▶ _Aufgabe_
Beantworten Sie anhand des Textes über die Wochen auf Apo diese Fragen:
1. Wie viele Tauchgänge kamen in 4,5 Monaten zusammen?
2. Wie oft zog eine Schule Delphine weiter draußen vorbei?
3. Worüber klappte das Streaming streckenweise ganz gut?

▶ _Bereitgestellter Text_
* * * * * * *

Zum Glück musste ich in den letzten Wochen auf Apo nicht mehr arbeiten. Ich konnte aber auch nicht, wie geplant, während meines verbliebenen Urlaubs im Lande und der Region herumreisen. Bis Mitte Juni bin ich fast täglich einmal Tauchen gewesen und habe in 4,5 Monaten mehr als 100 Tauchgänge gesammelt. Zweimal ist eine Schule Delphine weiter draußen vorbeigezogen. Die konnte man aber nur mit dem Fernglas sehen.
Damit waren die Tage denn auch ausgefüllt und am Abend habe ich – meist als einziger Gast – mit der Restbesatzung des Restaurants zusammen gegessen und wir haben manchmal Uno gespielt oder Filme angeschaut. Sogar Streaming klappte streckenweise ganz gut über meinen Handy-Hotspot.

* * * * * * *

▶ _Einträge aus einer Datenquelle_
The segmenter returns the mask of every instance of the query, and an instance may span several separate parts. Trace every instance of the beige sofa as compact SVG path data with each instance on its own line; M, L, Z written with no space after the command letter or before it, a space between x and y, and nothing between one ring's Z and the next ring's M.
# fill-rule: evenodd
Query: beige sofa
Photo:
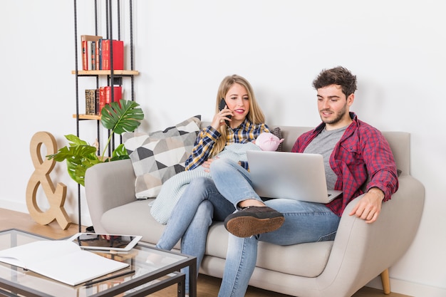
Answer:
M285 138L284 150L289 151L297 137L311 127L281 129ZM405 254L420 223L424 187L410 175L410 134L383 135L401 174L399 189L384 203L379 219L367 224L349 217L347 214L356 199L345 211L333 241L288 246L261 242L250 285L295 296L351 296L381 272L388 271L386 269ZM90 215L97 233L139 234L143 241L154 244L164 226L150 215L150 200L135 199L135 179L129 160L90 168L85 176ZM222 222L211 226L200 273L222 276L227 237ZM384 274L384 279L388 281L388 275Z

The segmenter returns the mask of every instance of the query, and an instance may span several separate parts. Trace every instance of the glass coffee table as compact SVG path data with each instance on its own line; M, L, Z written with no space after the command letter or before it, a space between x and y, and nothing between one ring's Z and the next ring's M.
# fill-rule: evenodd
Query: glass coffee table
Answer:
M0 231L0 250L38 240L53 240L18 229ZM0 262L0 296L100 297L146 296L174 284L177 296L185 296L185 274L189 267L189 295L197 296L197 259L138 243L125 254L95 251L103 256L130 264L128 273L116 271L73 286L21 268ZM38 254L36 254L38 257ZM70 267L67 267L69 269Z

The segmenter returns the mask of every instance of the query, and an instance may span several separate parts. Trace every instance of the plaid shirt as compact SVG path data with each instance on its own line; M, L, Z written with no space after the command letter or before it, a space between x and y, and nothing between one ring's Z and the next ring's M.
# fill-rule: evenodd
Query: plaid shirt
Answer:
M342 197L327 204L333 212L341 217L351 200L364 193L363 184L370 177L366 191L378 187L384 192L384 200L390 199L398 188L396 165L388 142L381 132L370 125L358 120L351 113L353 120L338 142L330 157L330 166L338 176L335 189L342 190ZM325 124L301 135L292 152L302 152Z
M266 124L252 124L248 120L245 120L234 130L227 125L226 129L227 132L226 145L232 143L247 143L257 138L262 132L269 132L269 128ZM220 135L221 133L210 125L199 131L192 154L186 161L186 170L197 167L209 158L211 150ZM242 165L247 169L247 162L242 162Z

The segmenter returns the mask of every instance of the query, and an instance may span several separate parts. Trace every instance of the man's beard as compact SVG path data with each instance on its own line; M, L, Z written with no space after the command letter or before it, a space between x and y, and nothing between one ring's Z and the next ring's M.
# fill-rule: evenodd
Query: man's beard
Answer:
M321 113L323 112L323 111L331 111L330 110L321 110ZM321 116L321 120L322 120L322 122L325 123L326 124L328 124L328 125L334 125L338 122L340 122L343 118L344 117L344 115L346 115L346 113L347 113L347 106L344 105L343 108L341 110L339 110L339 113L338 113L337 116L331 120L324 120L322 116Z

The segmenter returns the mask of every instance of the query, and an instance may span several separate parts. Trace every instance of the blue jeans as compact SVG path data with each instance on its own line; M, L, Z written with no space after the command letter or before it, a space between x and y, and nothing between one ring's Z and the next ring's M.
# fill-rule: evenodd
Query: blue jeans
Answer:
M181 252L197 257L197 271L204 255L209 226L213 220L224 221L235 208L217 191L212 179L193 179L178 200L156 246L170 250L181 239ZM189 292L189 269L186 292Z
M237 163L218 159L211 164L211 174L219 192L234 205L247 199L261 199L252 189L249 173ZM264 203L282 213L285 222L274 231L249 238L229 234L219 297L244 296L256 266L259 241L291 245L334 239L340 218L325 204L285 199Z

* * * * * * *

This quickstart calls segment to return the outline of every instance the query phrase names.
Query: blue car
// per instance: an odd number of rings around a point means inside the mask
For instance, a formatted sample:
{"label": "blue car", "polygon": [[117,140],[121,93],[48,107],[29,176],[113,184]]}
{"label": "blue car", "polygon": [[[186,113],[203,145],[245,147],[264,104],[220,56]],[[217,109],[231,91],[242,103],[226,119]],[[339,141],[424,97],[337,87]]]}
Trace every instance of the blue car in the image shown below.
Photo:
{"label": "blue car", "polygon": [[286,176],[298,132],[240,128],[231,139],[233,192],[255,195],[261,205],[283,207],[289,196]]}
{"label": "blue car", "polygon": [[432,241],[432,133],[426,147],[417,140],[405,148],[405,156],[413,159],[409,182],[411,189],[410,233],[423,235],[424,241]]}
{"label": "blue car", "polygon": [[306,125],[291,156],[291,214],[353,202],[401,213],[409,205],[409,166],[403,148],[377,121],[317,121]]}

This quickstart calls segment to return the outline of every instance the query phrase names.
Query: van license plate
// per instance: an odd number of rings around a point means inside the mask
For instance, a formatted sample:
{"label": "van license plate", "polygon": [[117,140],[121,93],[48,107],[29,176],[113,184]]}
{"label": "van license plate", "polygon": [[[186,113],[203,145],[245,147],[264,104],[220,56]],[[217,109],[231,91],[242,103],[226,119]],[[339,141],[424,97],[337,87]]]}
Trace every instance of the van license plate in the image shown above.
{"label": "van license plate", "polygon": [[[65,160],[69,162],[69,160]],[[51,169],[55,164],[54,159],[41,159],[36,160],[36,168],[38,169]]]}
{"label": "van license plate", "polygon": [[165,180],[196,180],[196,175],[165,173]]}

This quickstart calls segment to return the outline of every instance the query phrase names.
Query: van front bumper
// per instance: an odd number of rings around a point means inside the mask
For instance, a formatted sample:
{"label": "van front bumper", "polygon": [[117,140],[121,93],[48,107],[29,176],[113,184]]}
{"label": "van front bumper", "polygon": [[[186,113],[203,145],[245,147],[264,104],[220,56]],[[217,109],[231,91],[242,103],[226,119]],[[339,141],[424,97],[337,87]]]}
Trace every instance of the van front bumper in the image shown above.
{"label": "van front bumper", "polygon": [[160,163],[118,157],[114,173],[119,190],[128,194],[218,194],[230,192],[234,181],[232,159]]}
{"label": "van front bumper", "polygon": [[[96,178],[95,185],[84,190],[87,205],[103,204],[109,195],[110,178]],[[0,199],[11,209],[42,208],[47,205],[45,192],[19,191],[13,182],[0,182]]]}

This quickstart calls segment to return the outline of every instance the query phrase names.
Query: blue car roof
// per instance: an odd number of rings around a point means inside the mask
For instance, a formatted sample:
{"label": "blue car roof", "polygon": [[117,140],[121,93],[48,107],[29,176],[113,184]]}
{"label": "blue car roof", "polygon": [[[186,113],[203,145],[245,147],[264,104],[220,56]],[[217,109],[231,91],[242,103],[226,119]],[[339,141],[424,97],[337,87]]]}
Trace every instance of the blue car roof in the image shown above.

* * * * * * *

▶ _Ihre Lösung_
1. In 4,5 Monaten kamen mehr als 100 Tauchgänge zusammen.
2. Eine Schule Delphine zog zweimal weiter draußen vorbei.
3. Das Streaming klappte streckenweise ganz gut über den Handy-Hotspot.